A few years ago in university, I took a distributed networking class, where we break a big problem down into smaller chunks and send those work chunks out to a computer network (30 machines) to work on. Each computer would do a little bit of work and send the results back. I had a brilliant idea: I'd break the work down into really tiny chunks and send them all out. Computers can do small things really fast, right? Wrong. I had a benchmark for how long it would take a single computer to accomplish all of the work (~2 minutes). When I used my scheme, it took 5 minutes or so for 30 computers to complete. Why? Because every single microscopic task came with overhead costs. I had to create the task on my master computer, send it out across the network, the computers accomplish the task and return the results over the network. The cost of creating and distributing the work was more expensive than the work itself. So, I turned my "work" chunks into much larger chunks. Suddenly, I was able to compute all of my stuff in 10 seconds. That was an unintuitive surprise for me which only makes more sense in hindsight.

In your case, you are trying to divide up 40,000 microscopic tasks and distribute them across X number of processor cores. You're going to be at the mercy of the OS thread scheduler. You're going to have overhead costs. Chances are, whatever cost savings you're imagining you'll get are probably going to hinder performance a lot more (especially considering that each thread will take a context switch and require loading data to and from the CPU cache and RAM). Will it work? Who knows. Don't listen to any of us, try it out and measure it and see for yourself. Hard metrics data is going to give you a 100% definitive answer and can tell you if your optimizations actually have an effect on performance.

_What to work on_.
**A.** In the excerpt on the distributed networking class, why did splitting the work into very small chunks make the computation slower than using a single computer? Answer in one to three sentences.
**B.** Reproduce the lines of the records from the line containing "Task: where can the small" through the end of the records, inclusive.
The records below the text are unrelated to it.

Point placement records:
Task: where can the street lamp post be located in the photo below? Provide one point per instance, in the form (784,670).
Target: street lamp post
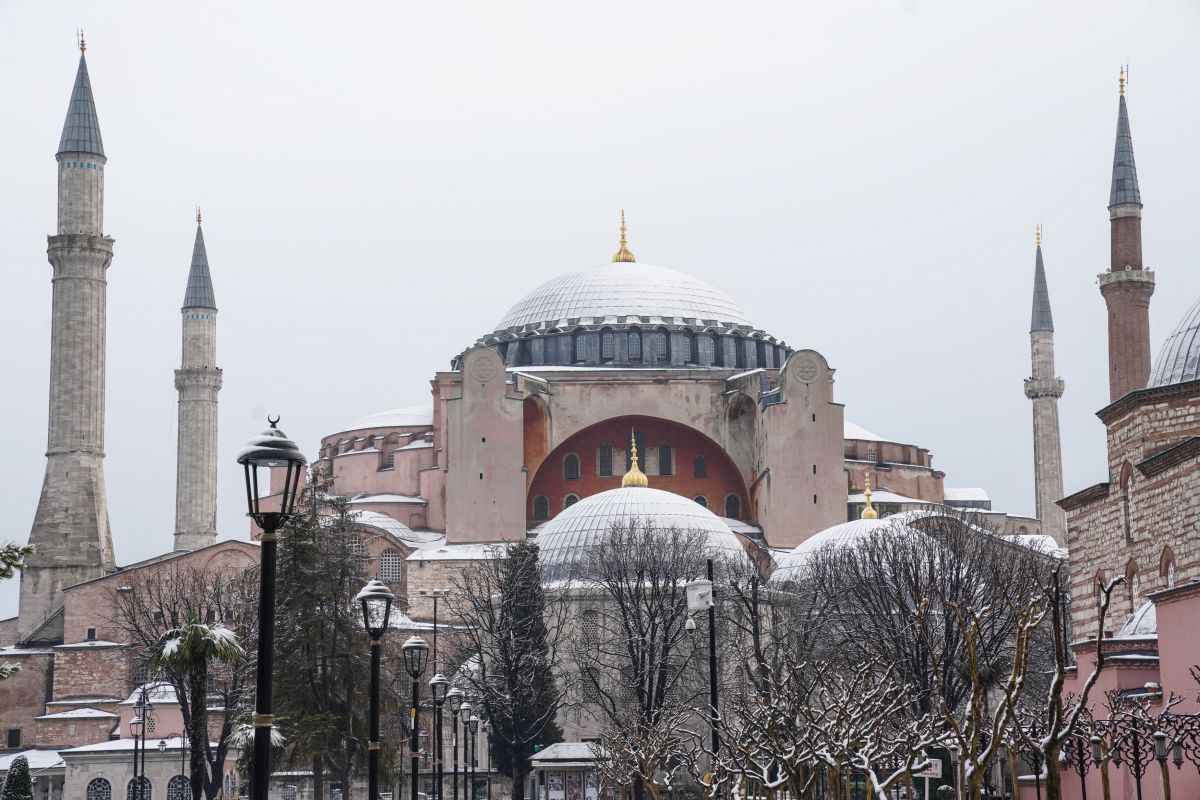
(473,726)
(376,599)
(417,653)
(455,697)
(438,686)
(264,451)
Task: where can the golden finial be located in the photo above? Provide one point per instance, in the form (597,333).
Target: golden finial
(634,476)
(623,254)
(869,511)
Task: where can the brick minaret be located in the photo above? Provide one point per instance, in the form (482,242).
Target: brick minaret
(1127,286)
(1044,389)
(71,525)
(198,380)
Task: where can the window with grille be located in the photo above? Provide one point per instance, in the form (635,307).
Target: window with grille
(604,465)
(666,464)
(100,789)
(179,788)
(571,467)
(390,566)
(138,789)
(733,506)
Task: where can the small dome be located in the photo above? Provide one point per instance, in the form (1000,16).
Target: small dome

_Answers for the exercise_.
**A.** Every small task carried overhead: it had to be created on the master computer, sent across the network, and its results returned over the network. The cost of creating and distributing the work exceeded the cost of the work itself.

**B.**
Task: where can the small dome be located in the photo above? Provide one point per instance, in the form (1000,16).
Target: small dome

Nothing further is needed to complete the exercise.